→ Available records
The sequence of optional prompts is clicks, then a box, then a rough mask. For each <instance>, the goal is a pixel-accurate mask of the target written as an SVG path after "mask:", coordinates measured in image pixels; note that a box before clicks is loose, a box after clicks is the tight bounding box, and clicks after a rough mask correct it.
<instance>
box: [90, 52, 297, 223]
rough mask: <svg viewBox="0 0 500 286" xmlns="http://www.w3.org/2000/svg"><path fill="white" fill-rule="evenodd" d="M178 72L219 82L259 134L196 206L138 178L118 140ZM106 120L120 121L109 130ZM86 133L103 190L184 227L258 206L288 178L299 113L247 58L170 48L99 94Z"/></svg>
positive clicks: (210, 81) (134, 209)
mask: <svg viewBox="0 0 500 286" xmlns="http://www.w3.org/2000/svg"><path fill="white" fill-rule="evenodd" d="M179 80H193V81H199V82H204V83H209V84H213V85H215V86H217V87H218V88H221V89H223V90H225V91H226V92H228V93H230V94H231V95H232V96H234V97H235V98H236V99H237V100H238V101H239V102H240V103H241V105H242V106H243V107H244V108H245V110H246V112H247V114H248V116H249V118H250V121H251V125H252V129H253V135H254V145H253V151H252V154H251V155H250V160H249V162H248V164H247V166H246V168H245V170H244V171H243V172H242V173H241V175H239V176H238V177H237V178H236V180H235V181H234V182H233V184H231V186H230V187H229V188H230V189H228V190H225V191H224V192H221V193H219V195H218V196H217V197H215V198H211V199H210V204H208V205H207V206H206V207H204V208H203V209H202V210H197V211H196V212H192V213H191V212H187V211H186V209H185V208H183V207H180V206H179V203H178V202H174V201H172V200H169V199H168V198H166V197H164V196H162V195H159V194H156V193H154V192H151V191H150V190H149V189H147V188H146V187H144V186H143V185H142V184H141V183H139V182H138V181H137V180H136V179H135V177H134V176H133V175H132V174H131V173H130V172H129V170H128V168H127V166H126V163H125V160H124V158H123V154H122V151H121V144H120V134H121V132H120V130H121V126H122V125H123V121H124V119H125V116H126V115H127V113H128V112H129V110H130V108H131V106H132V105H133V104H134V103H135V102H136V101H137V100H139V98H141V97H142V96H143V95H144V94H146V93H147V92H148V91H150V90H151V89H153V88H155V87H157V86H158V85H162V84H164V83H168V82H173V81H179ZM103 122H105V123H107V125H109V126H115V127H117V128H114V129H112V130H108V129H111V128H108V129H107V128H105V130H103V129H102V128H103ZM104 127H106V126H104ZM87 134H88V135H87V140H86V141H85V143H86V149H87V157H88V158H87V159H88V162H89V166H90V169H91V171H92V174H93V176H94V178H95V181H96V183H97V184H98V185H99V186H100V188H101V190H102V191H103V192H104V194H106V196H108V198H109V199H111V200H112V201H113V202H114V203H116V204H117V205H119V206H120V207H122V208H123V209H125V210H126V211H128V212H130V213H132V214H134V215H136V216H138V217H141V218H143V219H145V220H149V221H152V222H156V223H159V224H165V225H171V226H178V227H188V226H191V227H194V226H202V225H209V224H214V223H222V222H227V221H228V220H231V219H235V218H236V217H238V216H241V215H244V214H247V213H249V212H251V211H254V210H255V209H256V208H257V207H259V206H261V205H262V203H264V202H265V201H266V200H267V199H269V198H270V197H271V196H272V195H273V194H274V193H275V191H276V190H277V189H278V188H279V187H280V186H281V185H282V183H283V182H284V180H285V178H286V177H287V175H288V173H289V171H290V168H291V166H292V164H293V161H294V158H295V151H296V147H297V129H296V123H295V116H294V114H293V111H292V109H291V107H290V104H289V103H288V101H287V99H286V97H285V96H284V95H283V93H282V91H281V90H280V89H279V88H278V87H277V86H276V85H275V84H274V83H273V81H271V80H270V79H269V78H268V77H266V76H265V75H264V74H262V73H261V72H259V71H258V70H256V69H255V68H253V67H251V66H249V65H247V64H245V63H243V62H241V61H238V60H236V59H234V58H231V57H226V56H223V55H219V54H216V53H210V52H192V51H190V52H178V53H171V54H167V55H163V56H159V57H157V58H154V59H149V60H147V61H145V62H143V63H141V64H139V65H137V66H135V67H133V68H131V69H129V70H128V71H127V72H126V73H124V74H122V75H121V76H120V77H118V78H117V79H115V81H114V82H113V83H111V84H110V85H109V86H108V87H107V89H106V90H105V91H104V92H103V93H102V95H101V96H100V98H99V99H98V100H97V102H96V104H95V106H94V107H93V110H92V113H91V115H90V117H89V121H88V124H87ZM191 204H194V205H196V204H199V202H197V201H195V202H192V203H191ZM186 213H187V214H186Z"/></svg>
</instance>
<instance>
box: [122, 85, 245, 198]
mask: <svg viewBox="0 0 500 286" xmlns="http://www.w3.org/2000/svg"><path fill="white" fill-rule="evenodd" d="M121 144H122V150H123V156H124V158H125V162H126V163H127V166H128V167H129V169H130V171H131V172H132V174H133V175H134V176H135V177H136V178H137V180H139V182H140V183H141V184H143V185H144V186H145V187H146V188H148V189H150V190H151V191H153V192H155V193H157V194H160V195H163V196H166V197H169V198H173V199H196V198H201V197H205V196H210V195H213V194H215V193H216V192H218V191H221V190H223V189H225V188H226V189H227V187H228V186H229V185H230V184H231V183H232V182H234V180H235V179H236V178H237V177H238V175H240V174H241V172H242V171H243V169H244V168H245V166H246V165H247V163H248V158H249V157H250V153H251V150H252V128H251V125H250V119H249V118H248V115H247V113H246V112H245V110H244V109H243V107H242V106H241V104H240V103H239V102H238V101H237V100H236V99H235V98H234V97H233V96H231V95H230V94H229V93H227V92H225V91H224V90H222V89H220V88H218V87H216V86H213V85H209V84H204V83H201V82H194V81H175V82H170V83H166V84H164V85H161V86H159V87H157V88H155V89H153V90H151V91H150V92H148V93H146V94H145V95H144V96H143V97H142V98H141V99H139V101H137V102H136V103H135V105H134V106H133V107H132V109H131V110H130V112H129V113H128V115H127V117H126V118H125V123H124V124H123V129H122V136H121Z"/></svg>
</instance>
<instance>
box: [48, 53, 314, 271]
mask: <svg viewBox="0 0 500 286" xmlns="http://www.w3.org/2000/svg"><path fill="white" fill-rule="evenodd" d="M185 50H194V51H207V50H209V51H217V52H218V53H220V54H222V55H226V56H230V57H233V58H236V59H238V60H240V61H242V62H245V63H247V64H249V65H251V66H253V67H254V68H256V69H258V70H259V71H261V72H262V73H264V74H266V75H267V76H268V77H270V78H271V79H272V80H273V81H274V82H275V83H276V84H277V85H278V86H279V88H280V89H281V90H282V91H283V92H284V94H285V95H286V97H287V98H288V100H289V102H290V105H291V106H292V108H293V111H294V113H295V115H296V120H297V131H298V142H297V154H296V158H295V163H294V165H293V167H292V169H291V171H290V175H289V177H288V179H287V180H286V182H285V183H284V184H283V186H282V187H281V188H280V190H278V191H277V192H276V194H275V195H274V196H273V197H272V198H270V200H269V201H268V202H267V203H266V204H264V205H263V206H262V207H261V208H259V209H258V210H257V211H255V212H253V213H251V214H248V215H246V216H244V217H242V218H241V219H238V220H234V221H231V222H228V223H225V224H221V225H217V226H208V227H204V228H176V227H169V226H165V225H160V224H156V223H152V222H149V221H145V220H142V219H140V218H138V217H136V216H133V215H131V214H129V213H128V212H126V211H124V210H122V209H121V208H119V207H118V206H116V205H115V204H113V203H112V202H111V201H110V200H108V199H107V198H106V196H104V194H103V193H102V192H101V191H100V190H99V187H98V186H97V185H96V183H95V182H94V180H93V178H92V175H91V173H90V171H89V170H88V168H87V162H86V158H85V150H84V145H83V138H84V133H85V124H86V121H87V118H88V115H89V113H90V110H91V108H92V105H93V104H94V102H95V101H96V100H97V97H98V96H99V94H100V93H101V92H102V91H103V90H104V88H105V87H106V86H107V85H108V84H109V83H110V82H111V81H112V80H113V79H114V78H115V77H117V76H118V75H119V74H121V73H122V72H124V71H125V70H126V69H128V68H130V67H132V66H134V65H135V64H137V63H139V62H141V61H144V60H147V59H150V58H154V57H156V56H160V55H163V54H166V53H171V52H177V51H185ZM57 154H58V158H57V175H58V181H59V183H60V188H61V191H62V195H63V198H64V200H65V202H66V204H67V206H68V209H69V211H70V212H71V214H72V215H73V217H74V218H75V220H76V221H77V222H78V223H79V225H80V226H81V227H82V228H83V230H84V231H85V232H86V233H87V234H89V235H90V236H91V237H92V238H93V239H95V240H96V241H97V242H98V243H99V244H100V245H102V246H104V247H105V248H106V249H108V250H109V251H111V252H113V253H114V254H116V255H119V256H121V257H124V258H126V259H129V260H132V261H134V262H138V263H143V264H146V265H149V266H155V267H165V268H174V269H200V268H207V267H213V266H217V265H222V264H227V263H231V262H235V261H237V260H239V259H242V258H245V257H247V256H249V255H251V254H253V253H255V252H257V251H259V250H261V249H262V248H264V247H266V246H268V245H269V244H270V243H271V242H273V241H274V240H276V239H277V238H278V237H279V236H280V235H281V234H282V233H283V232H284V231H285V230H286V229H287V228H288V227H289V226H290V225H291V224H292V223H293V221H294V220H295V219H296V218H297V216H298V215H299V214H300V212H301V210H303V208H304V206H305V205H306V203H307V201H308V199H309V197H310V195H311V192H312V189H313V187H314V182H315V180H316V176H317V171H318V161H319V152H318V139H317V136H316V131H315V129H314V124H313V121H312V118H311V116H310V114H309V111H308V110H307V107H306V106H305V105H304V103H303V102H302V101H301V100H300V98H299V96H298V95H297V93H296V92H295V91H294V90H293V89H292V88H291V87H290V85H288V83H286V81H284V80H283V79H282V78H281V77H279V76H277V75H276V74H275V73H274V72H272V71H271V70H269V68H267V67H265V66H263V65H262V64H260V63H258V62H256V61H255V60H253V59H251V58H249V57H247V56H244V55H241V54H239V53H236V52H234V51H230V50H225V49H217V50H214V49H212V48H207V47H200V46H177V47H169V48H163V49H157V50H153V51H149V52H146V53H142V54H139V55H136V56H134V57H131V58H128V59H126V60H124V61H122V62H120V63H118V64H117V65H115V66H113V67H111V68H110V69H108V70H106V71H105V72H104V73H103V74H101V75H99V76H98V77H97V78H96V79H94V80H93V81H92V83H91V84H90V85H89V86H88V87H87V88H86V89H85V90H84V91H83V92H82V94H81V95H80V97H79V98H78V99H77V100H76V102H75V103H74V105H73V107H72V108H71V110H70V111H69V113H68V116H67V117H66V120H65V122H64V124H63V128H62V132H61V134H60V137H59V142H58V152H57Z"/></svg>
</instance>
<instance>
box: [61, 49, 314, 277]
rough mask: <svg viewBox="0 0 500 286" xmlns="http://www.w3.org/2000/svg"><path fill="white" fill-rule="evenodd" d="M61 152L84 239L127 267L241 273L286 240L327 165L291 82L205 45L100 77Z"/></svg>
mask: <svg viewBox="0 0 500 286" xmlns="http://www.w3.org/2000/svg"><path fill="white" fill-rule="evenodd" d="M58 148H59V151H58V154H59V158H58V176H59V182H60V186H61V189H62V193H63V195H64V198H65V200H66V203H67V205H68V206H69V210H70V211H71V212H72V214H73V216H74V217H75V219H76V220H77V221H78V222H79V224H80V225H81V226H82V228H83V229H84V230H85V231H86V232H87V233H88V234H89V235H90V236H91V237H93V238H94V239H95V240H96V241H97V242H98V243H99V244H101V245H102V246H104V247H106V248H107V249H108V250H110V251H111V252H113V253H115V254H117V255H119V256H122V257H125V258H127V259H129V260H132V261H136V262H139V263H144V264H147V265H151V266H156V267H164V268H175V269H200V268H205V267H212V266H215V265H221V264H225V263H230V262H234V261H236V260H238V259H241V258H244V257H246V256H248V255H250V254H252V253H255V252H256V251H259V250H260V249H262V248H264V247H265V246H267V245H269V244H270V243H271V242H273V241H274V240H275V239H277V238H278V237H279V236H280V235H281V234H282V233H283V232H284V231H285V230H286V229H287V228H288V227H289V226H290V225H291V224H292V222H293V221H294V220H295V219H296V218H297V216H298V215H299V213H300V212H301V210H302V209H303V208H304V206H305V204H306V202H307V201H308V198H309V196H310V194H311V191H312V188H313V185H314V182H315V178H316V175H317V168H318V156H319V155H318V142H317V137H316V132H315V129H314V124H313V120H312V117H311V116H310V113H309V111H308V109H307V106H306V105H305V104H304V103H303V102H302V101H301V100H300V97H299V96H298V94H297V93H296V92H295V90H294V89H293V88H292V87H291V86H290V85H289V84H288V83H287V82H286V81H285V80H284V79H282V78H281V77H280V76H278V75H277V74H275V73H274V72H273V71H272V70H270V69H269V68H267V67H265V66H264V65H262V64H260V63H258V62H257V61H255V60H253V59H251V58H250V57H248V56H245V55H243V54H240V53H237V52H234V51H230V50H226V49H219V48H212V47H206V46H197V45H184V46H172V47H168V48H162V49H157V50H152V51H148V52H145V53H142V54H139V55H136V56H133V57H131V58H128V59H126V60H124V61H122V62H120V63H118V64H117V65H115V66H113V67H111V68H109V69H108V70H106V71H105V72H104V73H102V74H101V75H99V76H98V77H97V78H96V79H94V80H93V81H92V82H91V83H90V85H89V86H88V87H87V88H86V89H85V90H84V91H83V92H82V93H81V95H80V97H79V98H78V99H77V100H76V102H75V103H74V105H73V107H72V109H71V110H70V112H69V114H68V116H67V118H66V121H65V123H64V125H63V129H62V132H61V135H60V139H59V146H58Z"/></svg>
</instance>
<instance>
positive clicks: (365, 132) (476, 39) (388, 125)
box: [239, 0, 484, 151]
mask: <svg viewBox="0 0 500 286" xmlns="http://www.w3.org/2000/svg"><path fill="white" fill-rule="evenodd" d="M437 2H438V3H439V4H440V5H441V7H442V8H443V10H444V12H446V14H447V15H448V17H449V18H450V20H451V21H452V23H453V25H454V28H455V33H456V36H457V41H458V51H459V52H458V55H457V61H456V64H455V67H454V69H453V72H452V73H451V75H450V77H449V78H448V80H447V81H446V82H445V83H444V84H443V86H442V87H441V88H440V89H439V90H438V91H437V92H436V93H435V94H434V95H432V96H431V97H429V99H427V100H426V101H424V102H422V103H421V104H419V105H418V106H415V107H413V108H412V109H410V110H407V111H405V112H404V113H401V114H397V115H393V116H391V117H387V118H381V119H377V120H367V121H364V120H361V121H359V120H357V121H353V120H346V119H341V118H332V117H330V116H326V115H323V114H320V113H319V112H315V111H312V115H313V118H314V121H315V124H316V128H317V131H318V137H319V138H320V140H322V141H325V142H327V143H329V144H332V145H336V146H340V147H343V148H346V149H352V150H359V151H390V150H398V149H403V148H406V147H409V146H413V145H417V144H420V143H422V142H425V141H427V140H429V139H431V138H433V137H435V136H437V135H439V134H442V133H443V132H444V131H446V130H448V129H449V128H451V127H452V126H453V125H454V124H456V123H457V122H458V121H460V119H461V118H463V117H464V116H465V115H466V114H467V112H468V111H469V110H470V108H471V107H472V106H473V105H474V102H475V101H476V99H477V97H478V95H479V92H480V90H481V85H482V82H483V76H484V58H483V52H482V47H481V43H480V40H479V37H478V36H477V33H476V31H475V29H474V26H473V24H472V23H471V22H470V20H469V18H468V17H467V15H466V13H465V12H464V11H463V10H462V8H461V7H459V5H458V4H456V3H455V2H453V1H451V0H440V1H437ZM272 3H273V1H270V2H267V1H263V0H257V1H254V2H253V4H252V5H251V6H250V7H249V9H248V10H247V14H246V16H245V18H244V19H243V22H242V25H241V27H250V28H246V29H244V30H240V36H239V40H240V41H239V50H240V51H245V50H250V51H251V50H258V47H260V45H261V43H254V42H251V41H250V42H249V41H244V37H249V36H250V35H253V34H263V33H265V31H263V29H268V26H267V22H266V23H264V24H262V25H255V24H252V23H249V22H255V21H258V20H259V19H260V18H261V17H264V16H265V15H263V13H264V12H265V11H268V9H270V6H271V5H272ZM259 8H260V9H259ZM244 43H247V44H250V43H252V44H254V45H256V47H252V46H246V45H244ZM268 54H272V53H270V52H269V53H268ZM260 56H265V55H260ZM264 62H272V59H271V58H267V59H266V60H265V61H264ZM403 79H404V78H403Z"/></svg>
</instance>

→ Action item
Every line from the top of the material above through the line holding "box: [90, 52, 297, 223]" should be reproduced word for word, and nothing beyond it.

→ Response area
The sequence of optional prompts is clicks, then a box, then a rough mask. For each <instance>, the goal is a pixel-accurate mask of the target written as an SVG path after "mask:", coordinates measured in image pixels; note that a box before clicks is loose, a box after clicks is the tight bounding box, and clicks after a rough mask correct it.
<instance>
box: [90, 52, 297, 223]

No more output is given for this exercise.